# Requirement 1:
In the passage about Kellogg's, what share of cereal in Mexico is eaten for the evening meal?

# Passage shown:
John first looked at his interpreter-not sure he'd gotten the right translation-and then back to the mom. His look of confusion must have crossed the language barrier quite easily, because she responded unprompted, "Para la cena."
John looked back at his interpreter, sill confused, and then heard the unexpected translation: "For dinner."
The words hung in the air for a few seconds as the executives' eyes jumped from the interpreter, to the mom, and then to each other. For a breakfast cereal maker, finding out your consumer is using your product for dinner is a bit like a winter coat manufacturer finding out people are wearing its products in the summer. It just wasn't what they were expecting. On further research, Kellogg's learned that this mom wasn't unusual. Thirty percent of cereal in Mexico is consumed for the evening meal. Imagine how different the company might think about the ingredients in the cereal, or the way it communicates in its advertising, knowing a third of its consumers eat cereal at night. [Emphasis added.]
Today, John tells that story to keep managers from thinking too dogmatically about how consumers use their product. "It's too easy," he explains, "to think of cereal only being consumed for breakfast, between six and eight o'clock in the morning, at home, with milk, from a bowl, with a spoon, and so on." It could be in the afternoon, straight from the box, and dry! His lesson: "Don't force your assumptions on our consumers. Our products are more versatile than we give them credit for. And so are our consumers."

# Requirement 2:
Can you change "shorts" to "jeans" in the records, in the part that opens with the line containing "Can you find the street" and closes at the end of the records, leaving all else unchanged and returning only that part?

# Records supplied:
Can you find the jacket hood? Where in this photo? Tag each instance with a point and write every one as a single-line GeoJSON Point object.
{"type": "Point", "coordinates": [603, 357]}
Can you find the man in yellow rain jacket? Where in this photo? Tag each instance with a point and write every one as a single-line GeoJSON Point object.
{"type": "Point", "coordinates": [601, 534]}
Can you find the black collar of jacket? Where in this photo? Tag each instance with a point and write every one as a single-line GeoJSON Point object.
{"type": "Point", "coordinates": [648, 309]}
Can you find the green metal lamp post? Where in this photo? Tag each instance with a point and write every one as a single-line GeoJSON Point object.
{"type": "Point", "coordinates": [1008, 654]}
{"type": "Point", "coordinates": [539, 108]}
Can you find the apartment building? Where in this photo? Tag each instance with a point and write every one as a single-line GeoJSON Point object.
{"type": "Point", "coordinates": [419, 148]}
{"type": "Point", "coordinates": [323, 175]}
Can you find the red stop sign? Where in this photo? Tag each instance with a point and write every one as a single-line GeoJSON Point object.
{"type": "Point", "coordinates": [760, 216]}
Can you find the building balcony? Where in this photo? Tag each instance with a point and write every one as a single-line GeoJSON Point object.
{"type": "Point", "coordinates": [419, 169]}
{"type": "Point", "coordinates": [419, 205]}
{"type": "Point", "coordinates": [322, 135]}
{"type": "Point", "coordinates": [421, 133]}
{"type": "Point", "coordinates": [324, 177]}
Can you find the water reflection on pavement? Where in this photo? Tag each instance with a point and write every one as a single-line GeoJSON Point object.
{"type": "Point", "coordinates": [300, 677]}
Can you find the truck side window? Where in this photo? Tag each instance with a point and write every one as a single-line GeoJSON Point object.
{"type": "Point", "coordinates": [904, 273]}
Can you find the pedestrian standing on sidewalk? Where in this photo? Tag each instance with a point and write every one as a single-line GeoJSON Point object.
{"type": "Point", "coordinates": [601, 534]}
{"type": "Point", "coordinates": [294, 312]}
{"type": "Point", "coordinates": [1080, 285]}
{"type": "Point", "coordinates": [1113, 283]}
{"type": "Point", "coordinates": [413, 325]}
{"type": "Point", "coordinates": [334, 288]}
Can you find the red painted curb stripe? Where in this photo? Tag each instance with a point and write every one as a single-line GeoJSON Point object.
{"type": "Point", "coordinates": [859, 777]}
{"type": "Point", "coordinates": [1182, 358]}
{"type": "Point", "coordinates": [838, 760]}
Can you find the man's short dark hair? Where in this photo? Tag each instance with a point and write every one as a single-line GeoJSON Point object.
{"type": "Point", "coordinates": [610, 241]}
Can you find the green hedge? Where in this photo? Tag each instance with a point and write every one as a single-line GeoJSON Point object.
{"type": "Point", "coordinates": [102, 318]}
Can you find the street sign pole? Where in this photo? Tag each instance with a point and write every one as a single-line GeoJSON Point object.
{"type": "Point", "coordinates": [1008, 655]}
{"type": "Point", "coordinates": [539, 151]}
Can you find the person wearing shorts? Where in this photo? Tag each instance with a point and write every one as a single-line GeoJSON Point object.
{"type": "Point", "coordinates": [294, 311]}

# Full output 1:
Thirty percent.

# Full output 2:
Can you find the street sign pole? Where in this photo? Tag each instance with a point and write every one as a single-line GeoJSON Point object.
{"type": "Point", "coordinates": [1008, 655]}
{"type": "Point", "coordinates": [539, 151]}
Can you find the person wearing jeans? Where in this photo? Tag each instance with a point and write every one as a single-line GeoJSON Point object.
{"type": "Point", "coordinates": [294, 311]}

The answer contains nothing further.